Find every line in the records below that contains the string "utility". Copy each of those lines.

*Dataset records:*

* * *

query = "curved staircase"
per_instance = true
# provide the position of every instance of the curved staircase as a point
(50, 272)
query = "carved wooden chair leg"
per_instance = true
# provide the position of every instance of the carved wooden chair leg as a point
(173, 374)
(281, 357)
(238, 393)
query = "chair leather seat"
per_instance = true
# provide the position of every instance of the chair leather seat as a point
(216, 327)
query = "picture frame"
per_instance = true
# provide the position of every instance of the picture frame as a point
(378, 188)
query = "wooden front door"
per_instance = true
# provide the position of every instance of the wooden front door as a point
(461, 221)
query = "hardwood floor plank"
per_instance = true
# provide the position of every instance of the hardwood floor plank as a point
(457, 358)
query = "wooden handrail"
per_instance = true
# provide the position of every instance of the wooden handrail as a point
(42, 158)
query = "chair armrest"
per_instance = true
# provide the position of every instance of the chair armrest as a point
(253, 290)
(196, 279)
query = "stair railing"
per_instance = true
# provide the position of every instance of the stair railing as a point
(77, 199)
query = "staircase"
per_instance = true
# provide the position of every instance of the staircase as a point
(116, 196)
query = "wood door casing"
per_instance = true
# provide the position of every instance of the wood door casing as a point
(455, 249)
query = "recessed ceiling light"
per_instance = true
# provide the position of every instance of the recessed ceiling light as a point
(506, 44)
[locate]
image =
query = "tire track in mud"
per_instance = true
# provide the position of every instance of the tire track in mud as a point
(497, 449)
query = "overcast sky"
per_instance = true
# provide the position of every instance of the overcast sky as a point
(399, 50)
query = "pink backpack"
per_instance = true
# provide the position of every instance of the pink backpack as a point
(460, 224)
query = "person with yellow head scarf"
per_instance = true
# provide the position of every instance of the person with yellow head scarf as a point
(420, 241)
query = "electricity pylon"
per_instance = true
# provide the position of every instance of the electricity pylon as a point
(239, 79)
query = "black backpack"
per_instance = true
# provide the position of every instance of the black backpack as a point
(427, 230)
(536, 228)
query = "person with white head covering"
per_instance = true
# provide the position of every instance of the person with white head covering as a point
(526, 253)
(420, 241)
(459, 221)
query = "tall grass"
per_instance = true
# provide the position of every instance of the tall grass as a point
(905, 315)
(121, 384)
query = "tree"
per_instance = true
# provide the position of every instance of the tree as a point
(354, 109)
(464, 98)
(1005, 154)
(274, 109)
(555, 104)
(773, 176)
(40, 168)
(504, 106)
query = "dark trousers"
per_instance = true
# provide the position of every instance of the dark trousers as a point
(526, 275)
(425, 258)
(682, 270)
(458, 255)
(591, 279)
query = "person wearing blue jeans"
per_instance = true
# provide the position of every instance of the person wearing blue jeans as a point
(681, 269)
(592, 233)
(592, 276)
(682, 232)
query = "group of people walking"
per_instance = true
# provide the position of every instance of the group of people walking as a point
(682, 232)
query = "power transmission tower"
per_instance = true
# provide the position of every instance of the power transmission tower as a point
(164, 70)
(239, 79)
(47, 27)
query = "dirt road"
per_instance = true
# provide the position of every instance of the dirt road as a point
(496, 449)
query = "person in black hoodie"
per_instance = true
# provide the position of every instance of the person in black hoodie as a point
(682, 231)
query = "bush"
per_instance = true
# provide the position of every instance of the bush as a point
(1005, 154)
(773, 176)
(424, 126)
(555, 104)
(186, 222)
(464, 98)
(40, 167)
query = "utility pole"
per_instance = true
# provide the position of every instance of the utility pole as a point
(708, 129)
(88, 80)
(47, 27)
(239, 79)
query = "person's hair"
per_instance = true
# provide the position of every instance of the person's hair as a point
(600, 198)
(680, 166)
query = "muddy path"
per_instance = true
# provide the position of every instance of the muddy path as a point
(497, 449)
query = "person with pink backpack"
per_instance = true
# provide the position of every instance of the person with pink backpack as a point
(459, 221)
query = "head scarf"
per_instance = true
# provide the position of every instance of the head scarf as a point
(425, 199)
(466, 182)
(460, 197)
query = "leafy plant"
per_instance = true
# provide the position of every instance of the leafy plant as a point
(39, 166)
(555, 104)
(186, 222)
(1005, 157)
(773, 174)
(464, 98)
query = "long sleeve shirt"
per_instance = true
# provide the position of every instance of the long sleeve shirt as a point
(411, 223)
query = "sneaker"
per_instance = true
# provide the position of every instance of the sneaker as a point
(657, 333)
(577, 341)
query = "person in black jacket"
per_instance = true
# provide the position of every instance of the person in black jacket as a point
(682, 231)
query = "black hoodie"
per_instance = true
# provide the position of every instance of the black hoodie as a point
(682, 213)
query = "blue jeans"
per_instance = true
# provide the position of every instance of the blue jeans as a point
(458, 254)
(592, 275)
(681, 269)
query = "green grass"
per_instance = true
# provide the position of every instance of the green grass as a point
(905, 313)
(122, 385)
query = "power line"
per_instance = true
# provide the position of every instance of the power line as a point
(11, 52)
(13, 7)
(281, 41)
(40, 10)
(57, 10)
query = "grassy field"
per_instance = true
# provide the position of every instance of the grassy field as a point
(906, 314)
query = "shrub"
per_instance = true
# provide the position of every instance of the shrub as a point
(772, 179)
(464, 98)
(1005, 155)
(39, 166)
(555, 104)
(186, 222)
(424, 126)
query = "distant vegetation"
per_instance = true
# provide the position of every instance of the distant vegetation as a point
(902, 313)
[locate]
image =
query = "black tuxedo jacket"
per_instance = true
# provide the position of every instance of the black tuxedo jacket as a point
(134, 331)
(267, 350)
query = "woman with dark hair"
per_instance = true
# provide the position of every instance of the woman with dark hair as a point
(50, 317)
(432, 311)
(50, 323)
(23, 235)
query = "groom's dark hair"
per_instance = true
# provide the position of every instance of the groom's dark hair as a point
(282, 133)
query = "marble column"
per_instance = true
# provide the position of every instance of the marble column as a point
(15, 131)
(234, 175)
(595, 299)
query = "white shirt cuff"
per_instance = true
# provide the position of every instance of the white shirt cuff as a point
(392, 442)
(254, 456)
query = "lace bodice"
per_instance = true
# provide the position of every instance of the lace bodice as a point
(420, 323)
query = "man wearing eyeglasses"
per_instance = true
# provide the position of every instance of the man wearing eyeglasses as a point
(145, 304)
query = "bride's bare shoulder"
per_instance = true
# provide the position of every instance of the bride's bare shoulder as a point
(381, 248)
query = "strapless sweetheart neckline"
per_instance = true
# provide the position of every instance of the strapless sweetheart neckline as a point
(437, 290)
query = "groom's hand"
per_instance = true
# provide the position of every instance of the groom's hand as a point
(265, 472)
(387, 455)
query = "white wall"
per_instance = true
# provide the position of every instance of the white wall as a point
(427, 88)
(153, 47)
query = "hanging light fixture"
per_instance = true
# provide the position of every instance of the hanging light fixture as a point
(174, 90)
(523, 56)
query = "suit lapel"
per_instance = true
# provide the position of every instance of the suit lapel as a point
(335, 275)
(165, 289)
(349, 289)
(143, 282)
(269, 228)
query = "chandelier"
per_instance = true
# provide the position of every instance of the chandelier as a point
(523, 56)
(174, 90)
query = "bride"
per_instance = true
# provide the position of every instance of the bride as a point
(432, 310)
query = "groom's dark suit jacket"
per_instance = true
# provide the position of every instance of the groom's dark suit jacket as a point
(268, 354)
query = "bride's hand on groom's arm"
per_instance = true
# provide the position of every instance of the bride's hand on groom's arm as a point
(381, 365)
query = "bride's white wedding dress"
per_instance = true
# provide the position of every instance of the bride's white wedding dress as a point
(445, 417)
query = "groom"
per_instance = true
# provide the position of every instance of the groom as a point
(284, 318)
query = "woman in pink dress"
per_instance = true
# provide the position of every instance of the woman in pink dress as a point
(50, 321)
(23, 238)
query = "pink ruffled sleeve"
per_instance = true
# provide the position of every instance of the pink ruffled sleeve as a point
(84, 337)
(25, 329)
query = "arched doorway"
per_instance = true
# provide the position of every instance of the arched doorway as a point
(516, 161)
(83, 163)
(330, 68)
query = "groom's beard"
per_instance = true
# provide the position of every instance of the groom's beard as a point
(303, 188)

* * *

*Expected answer:*
query = "utility pole"
# provide the position of every instance of the utility pole as a point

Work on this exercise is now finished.